**Aufgaben**
[1] Fassen Sie den Absatz des Übungstexts, der mit „Ich kann verstehen, dass diese Frage“ beginnt, als kurze Liste zusammen, ohne seine wesentlichen Aussagen wegzulassen.
[2] Stimmen die folgenden Aussagen mit dem Übungstext überein? Antworten Sie jeweils mit Ja oder Nein und zitieren Sie die entscheidenden Worte wörtlich.
(a) Platter zufolge können in der Ausnahmesituation nur in Tirol Fehler passieren.
(b) Platter hält die Krise auch für eine Chance.
(c) Laut Platter lässt sich die Ausbreitung des Virus nur durch weniger soziale Kontakte eindämmen.
[3] Geben Sie den Übungstext zwischen „Tiroler Bauernzeitung: Glauben Sie, dass“ und „das Bewusstsein verändert.“ einschließlich wieder und tauschen Sie dabei „Zusammenhalt“ gegen „Gemeinschaftssinn“ aus.

**Übungstext**
-*-*-
PLATTER: Kritik muss immer erlaubt sein und sie ist wichtig, um besser zu werden. Wir alle lernen derzeit jeden Tag dazu. In einer solchen Ausnahmesituation können auch Fehler passieren – auf der ganzen Welt, in Österreich und auch in Tirol. Wenn wir diese Krise überstanden haben, werden wir jede Entscheidung, die wir in den letzten Wochen getroffen haben, auf den Prüfstand stellen und eingehend analysieren. Was ich aber schon feststelle, ist, dass es vielen – sowohl innerhalb Österreichs als auch außerhalb – derzeit ganz recht zu sein scheint, mit Ischgl einen Sündenbock gefunden haben. Wenn die Kritik dann aus Ländern kommt, die uns bei den gesetzten Maßnahmen meilenweit hinterherhinken, dann stellt sich schon die Frage, wie gerechtfertigt diese ist.

Tiroler Bauernzeitung: Die getroffenen Maßnahmen schneiden tief in den Alltag der Menschen ein. Viele fragen sich, ob man nicht überreagiert.

PLATTER: Ich kann verstehen, dass diese Frage viele Menschen beschäftigt. Allerdings reicht ein Blick nach Italien oder Spanien, um zu sehen, dass wir keine andere Wahl haben als restriktive Maßnahmen zu setzen. Wenn wir nicht massiv gegensteuern, sind wir in ein paar Wochen dort, wo beide Länder heute sind: Die Gesundheitssysteme stehen am Rande des Zusammenbruchs, Menschen können kaum mehr behandelt werden. Soweit darf es bei uns nicht kommen. Die nächsten Wochen werden uns alles abverlangen. Aber um Menschleben zu retten, ist es dringend notwendig, dass wir alle uns an die strengen Vorgaben halten. Nur durch eine Reduktion der sozialen Kontakte können wir die Ausbreitung des Virus eindämmen und verhindern, dass auch unser Gesundheitssystem kollabiert.

Tiroler Bauernzeitung: Glauben Sie, dass die Krise unsere Gesellschaft nachhaltig verändern wird?

PLATTER: Ja, das glaube ich. Ich bin sogar überzeugt, dass diese Krise auch eine Chance sein kann. Derzeit herrscht im Land beispielsweise ein Zusammenhalt, wie ich ihn selten zuvor erlebt habe. Es gibt unzählige Initiativen, auch von der Jungbauernschaft/Landjugend, mit der Menschen, die sich derzeit besonders schwer tun, unterstützt werden. Vieles davon wird auch nach dieser Krise Bestand haben. Diese Solidarität macht unser Land stärker. Aber auch in anderen Bereichen merkt man, dass sich das Bewusstsein verändert.
-*-*-
**Bereitgestellte Daten**
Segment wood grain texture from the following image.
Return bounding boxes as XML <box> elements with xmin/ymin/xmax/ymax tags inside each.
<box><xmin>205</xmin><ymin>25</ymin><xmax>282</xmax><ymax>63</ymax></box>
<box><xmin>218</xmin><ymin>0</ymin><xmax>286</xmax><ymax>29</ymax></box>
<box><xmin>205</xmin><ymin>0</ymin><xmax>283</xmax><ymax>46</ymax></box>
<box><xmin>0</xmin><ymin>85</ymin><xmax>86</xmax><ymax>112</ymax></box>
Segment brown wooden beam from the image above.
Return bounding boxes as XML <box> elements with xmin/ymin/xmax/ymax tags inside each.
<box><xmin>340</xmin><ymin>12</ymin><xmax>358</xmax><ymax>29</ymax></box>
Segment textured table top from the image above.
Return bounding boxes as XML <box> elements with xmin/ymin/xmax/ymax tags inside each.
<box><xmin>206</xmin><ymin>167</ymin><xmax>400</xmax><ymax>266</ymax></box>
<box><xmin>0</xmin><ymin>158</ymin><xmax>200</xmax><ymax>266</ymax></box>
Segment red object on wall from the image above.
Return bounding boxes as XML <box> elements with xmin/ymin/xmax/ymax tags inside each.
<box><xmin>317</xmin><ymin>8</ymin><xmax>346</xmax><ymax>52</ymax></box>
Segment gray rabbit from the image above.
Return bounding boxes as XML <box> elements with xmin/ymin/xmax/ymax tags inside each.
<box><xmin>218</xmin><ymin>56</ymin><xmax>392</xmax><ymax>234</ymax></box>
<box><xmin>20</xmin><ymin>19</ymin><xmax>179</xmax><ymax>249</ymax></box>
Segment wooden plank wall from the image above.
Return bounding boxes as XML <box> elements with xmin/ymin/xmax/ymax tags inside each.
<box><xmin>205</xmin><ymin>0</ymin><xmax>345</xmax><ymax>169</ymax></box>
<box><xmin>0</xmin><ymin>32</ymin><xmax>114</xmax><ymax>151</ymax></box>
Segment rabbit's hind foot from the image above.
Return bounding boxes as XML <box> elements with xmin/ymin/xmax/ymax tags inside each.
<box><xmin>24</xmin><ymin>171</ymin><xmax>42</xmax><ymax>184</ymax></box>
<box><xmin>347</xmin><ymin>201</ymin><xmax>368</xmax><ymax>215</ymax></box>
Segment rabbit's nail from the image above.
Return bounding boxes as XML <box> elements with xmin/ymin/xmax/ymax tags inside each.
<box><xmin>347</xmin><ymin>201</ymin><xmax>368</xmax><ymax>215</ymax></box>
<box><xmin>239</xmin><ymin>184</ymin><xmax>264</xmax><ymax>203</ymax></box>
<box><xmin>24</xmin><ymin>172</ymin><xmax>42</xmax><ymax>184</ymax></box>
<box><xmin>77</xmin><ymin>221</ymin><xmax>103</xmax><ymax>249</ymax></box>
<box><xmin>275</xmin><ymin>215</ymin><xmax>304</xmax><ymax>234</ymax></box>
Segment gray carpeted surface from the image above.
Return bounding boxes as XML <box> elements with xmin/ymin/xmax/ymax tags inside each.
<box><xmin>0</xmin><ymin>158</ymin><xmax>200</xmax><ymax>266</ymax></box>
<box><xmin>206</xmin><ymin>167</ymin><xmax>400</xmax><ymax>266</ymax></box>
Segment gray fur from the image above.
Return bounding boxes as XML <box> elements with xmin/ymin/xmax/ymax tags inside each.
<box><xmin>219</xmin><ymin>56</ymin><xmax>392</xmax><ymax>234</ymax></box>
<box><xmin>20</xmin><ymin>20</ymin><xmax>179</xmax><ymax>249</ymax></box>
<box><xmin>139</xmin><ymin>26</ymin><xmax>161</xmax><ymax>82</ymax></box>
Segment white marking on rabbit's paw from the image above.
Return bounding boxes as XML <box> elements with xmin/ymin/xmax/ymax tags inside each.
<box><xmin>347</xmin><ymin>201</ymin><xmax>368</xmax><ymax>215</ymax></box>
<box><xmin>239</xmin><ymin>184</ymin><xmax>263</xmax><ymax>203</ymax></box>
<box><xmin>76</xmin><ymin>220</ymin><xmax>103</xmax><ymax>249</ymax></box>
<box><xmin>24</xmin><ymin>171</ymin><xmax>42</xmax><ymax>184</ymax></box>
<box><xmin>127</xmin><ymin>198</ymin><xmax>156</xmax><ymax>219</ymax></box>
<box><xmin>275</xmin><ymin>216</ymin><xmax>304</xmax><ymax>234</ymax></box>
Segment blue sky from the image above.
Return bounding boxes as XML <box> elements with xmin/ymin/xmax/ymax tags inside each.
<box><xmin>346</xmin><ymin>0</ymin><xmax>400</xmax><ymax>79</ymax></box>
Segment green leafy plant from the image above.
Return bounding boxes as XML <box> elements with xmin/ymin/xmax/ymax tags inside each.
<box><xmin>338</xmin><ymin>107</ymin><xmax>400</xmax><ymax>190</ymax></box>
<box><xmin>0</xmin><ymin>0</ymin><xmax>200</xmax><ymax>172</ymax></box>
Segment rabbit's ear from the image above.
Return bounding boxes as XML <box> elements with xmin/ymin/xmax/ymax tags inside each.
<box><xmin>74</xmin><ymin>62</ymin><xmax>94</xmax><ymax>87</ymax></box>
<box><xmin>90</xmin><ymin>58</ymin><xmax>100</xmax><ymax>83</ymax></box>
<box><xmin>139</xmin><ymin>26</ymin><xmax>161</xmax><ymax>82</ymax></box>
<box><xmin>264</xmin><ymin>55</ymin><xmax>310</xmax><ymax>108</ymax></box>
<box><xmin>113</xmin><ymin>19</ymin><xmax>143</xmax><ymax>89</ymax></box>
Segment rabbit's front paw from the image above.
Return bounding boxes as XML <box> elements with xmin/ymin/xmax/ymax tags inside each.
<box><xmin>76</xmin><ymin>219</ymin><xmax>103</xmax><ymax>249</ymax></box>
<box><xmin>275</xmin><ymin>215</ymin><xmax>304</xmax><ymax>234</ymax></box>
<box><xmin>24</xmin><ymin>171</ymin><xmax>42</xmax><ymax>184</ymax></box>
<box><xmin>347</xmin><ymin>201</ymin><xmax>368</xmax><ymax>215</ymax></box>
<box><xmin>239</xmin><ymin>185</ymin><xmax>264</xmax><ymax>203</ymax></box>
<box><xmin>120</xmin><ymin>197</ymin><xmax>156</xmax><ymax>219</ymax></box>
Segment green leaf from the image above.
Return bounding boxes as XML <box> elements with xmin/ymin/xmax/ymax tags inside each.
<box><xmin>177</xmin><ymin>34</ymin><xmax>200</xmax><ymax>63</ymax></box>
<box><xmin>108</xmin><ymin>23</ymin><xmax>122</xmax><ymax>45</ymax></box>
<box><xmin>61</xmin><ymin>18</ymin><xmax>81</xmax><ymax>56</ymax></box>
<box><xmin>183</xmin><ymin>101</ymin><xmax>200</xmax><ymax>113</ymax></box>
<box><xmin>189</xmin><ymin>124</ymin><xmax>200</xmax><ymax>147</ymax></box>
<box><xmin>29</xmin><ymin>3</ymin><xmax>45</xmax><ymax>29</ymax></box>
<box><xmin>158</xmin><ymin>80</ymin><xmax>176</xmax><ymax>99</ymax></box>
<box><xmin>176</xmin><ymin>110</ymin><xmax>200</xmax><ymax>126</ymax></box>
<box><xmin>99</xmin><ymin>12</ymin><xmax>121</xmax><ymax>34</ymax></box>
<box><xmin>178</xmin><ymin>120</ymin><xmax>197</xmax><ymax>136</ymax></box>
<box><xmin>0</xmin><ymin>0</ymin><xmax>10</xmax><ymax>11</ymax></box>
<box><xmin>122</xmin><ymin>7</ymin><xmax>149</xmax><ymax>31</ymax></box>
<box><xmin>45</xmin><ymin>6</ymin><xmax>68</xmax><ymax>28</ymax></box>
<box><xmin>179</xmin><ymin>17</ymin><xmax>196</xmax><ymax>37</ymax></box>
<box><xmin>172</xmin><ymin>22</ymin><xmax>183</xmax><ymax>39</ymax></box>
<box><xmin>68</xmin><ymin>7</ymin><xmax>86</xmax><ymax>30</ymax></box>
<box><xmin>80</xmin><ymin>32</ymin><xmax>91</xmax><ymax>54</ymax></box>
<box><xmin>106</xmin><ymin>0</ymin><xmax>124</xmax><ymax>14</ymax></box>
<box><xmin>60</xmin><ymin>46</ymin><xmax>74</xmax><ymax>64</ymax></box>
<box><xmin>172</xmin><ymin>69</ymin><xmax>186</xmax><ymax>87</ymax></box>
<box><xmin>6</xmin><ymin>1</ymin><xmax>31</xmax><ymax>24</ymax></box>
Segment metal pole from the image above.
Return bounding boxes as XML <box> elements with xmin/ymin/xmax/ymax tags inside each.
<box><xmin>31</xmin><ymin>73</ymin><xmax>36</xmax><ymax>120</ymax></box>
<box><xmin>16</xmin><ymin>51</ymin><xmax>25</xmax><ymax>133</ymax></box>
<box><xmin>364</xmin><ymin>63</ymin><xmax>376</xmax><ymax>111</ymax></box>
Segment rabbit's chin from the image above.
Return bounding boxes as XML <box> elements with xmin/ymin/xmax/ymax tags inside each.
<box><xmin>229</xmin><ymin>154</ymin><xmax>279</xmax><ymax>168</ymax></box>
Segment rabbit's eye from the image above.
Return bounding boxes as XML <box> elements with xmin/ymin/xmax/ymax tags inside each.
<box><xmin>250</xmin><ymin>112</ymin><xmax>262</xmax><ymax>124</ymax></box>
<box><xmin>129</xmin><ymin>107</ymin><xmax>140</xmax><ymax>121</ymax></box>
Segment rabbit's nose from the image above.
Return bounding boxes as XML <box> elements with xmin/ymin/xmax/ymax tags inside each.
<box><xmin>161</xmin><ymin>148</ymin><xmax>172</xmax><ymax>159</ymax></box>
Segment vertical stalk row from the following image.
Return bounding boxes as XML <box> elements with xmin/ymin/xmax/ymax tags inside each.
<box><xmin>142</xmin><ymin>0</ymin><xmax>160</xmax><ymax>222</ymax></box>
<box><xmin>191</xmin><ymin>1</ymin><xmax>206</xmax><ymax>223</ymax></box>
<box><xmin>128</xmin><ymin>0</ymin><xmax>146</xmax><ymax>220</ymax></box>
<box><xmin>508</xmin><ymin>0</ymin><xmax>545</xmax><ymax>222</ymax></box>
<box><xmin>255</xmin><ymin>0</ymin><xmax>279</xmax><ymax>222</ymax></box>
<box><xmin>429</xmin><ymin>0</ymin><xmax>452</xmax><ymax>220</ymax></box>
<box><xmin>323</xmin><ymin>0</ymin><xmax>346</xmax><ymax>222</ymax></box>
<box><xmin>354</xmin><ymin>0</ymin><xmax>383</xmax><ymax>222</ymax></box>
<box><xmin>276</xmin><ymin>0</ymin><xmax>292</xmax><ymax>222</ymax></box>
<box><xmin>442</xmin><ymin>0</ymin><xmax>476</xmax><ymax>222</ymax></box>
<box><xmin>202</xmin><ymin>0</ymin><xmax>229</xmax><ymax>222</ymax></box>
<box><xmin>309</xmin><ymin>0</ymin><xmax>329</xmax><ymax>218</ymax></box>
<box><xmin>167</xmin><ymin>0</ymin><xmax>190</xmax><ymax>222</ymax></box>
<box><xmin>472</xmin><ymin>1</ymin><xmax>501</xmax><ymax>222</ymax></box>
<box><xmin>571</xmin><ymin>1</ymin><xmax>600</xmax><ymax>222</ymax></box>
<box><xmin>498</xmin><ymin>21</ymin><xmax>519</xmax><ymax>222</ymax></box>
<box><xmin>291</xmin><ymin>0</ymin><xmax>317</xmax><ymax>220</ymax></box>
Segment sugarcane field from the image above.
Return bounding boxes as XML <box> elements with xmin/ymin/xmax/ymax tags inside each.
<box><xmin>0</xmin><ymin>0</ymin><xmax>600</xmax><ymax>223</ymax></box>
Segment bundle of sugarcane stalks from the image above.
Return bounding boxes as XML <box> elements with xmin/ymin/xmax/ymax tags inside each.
-*-*-
**Lösungen**
[1]
- Platter versteht, dass viele Menschen sich fragen, ob man überreagiert.
- Ein Blick nach Italien oder Spanien zeigt, dass es zu restriktiven Maßnahmen keine Alternative gibt.
- Ohne massives Gegensteuern wäre man in wenigen Wochen dort, wo diese Länder heute sind: Die Gesundheitssysteme stehen dort am Rande des Zusammenbruchs, und Menschen können kaum mehr behandelt werden.
- Die nächsten Wochen werden allen alles abverlangen.
- Um Menschenleben zu retten, müssen sich alle an die strengen Vorgaben halten.
- Nur weniger soziale Kontakte können die Ausbreitung des Virus eindämmen und einen Kollaps des Gesundheitssystems verhindern.

[2]
(a) Nein: „In einer solchen Ausnahmesituation können auch Fehler passieren – auf der ganzen Welt, in Österreich und auch in Tirol.“
(b) Ja: „Ich bin sogar überzeugt, dass diese Krise auch eine Chance sein kann.“
(c) Ja: „Nur durch eine Reduktion der sozialen Kontakte können wir die Ausbreitung des Virus eindämmen“

[3]
Tiroler Bauernzeitung: Glauben Sie, dass die Krise unsere Gesellschaft nachhaltig verändern wird?

PLATTER: Ja, das glaube ich. Ich bin sogar überzeugt, dass diese Krise auch eine Chance sein kann. Derzeit herrscht im Land beispielsweise ein Gemeinschaftssinn, wie ich ihn selten zuvor erlebt habe. Es gibt unzählige Initiativen, auch von der Jungbauernschaft/Landjugend, mit der Menschen, die sich derzeit besonders schwer tun, unterstützt werden. Vieles davon wird auch nach dieser Krise Bestand haben. Diese Solidarität macht unser Land stärker. Aber auch in anderen Bereichen merkt man, dass sich das Bewusstsein verändert.